§ Document excerpt:
++++

Iowans ask to halt CAFO construction until water is clean

Large livestock feeding operations often pollute local waterways with organic waste. (Waterkeeper Alliance/flickr)
Jenna Ladd | January 19, 2017

Local, state and national organizations showed up at the capitol in Des Moines this week to ask lawmakers to halt Confined Animal Feeding Operation (CAFO) construction until fewer than 100 of Iowa’s waterways are impaired.

Called Iowa Alliance for Responsible Agriculture, the coalition rallied behind Independent Senator David Johnson of Ocheyedan as he introduced a group of 15 bills designed to tighten environmental regulations on large hog farms. At present, 750 of the state’s waterways are polluted to the point of impairment due to industrial agriculture byproducts.

Bill Stowe, CEO of the Des Moines Water Works and member of the coalition, said that industrial agriculture is making Iowa’s “rivers, lakes and streams filthy — filthy with nutrients, filthy with bacteria, filthy with organic matter,” according to the Register.

He added, “Iowans need to push back on this and join together with leaders here in the Legislature to stop the status quo.”

++++

§ Records:
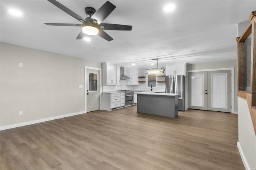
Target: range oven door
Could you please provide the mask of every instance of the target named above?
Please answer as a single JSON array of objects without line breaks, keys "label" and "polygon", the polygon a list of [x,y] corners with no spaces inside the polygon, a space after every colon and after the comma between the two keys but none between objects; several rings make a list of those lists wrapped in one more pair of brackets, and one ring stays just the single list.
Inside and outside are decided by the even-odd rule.
[{"label": "range oven door", "polygon": [[133,103],[133,95],[128,95],[125,96],[125,105]]}]

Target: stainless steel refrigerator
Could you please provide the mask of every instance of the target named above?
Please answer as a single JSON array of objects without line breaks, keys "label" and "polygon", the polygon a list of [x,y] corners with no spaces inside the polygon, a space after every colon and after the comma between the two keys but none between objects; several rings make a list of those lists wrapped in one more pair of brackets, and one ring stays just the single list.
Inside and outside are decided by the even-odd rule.
[{"label": "stainless steel refrigerator", "polygon": [[165,76],[165,93],[179,93],[179,110],[185,110],[185,76],[172,75]]}]

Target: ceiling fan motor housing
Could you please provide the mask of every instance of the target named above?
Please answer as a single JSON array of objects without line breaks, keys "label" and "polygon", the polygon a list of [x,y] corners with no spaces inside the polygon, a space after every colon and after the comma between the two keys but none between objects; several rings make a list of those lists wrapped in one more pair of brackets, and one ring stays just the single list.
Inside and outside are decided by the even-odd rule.
[{"label": "ceiling fan motor housing", "polygon": [[90,16],[90,18],[95,13],[96,10],[92,7],[88,7],[84,8],[84,11],[85,11],[85,14]]}]

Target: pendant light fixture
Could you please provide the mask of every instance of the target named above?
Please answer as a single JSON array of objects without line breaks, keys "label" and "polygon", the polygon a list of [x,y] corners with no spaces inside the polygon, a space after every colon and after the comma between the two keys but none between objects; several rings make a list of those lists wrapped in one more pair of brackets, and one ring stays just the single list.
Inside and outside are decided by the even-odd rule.
[{"label": "pendant light fixture", "polygon": [[[155,59],[152,59],[152,69],[146,69],[146,74],[158,74],[160,73],[164,73],[165,71],[165,68],[164,67],[160,67],[158,68],[158,59],[156,58]],[[157,62],[157,68],[154,68],[154,61],[156,60]]]}]

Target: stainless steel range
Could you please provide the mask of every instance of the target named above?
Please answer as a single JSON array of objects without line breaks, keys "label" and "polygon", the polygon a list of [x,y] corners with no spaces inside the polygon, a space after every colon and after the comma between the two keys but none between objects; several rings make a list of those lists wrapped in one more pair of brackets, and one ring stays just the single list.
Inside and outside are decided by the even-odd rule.
[{"label": "stainless steel range", "polygon": [[124,105],[127,106],[133,103],[133,91],[123,90],[118,90],[117,91],[124,91],[125,92]]}]

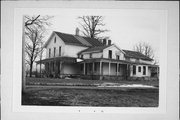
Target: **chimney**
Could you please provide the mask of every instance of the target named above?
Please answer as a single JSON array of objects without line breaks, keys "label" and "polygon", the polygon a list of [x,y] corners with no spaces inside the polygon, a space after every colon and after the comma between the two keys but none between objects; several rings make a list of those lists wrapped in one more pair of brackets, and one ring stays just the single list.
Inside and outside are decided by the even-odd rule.
[{"label": "chimney", "polygon": [[108,40],[108,45],[111,45],[111,40]]},{"label": "chimney", "polygon": [[106,46],[106,39],[103,39],[103,45]]},{"label": "chimney", "polygon": [[76,28],[76,34],[75,35],[79,36],[79,28],[78,27]]}]

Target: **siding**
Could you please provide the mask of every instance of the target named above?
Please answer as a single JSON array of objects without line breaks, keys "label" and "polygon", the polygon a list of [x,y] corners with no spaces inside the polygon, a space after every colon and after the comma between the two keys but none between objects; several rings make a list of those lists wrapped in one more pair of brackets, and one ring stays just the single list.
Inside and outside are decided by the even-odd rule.
[{"label": "siding", "polygon": [[87,49],[87,47],[82,47],[82,46],[75,46],[75,45],[65,45],[65,52],[64,56],[68,57],[78,57],[77,53]]},{"label": "siding", "polygon": [[124,54],[115,46],[108,47],[103,50],[103,58],[108,58],[109,50],[112,50],[112,59],[116,59],[116,55],[120,56],[120,60],[125,60]]},{"label": "siding", "polygon": [[[56,37],[56,43],[54,43],[54,39]],[[59,56],[59,46],[61,46],[61,56],[65,54],[65,43],[59,38],[57,35],[53,36],[50,40],[49,44],[46,47],[46,58],[49,58],[49,48],[51,49],[51,58],[54,57],[54,47],[56,48],[55,57]]]}]

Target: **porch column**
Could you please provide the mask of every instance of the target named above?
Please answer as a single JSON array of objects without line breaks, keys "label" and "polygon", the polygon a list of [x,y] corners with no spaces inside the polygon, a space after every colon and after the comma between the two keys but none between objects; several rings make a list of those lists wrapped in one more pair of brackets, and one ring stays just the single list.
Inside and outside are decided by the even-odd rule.
[{"label": "porch column", "polygon": [[102,73],[102,72],[101,72],[102,62],[99,62],[99,67],[100,67],[100,68],[99,68],[99,75],[101,75],[101,73]]},{"label": "porch column", "polygon": [[59,63],[59,74],[61,75],[62,61]]},{"label": "porch column", "polygon": [[38,72],[38,71],[37,71],[37,63],[36,63],[36,77],[37,77],[37,72]]},{"label": "porch column", "polygon": [[117,68],[117,70],[116,70],[116,75],[118,76],[119,63],[116,64],[116,68]]},{"label": "porch column", "polygon": [[109,62],[109,75],[111,75],[111,63]]},{"label": "porch column", "polygon": [[84,63],[84,75],[86,74],[86,63]]},{"label": "porch column", "polygon": [[93,65],[92,65],[92,73],[94,74],[94,62],[93,62]]}]

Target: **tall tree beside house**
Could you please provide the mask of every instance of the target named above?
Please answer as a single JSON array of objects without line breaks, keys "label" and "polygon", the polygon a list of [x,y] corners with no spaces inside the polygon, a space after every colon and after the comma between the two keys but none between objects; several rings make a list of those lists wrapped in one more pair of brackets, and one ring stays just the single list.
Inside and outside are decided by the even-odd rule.
[{"label": "tall tree beside house", "polygon": [[154,60],[154,64],[157,64],[158,61],[155,60],[154,50],[149,43],[139,42],[133,46],[133,50],[144,54],[145,56]]},{"label": "tall tree beside house", "polygon": [[32,76],[33,63],[42,57],[43,38],[51,25],[52,16],[24,16],[25,62],[29,65],[29,75]]},{"label": "tall tree beside house", "polygon": [[103,28],[105,26],[103,16],[80,16],[78,19],[82,27],[81,32],[86,37],[102,38],[99,35],[108,31]]}]

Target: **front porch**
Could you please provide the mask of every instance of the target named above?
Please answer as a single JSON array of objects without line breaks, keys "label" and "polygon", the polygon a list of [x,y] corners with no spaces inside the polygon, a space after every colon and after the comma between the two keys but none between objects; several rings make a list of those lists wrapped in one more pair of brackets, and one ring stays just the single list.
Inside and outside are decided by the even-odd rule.
[{"label": "front porch", "polygon": [[104,58],[85,59],[79,63],[83,79],[125,80],[128,77],[128,64],[121,60]]}]

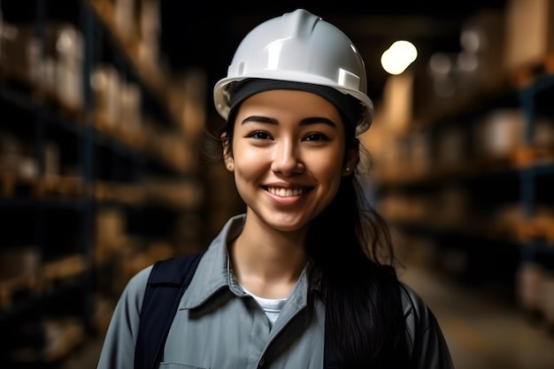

++++

§ Activity list:
(1) The article on halting CAFO construction in Iowa gives a count of the state's waterways that are currently impaired. What is that number?
(2) Carry the article about the push to stop CAFO construction in Iowa onward from its final paragraph.

§ Task results:
(1) 750 of Iowa's waterways are impaired.

(2)
There are 13,000 CAFOs in the state of Iowa and that number continues to grow. The current regulatory document for new hog facilities was developed in 2002 and only requires CAFOs to meet 50 percent of its requirements to be approved for construction.

Senator Johnson’s package of bills would also require CAFO applicants to notify nearby landowners and give county supervisors the power to determine CAFO locations. Johnson said, “It’s time to get tough on the poor siting of hog confinements, including those being built in environmentally sensitive areas, where the smell and sound of someone else’s money is in your bedroom every night.”

A spokesperson for Gov. Reynolds has said that she would consider the legislation if it reaches her desk.